[Records from a pointing dataset]
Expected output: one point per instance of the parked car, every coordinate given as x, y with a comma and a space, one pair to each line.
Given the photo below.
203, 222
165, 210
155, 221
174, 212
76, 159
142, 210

**What you have to do**
Format the lines of these records as a Markdown table with a row number in a "No." column and the line in a "Line" column, leaving out any blank lines.

**Answer**
| No. | Line |
|---|---|
| 1 | Expected output: one point per instance of the parked car, every coordinate given as x, y with a comma and a space, one pair to each line. |
| 2 | Given the photo below. |
| 3 | 203, 222 |
| 4 | 165, 210 |
| 5 | 155, 221 |
| 6 | 174, 212 |
| 7 | 76, 159 |
| 8 | 142, 210 |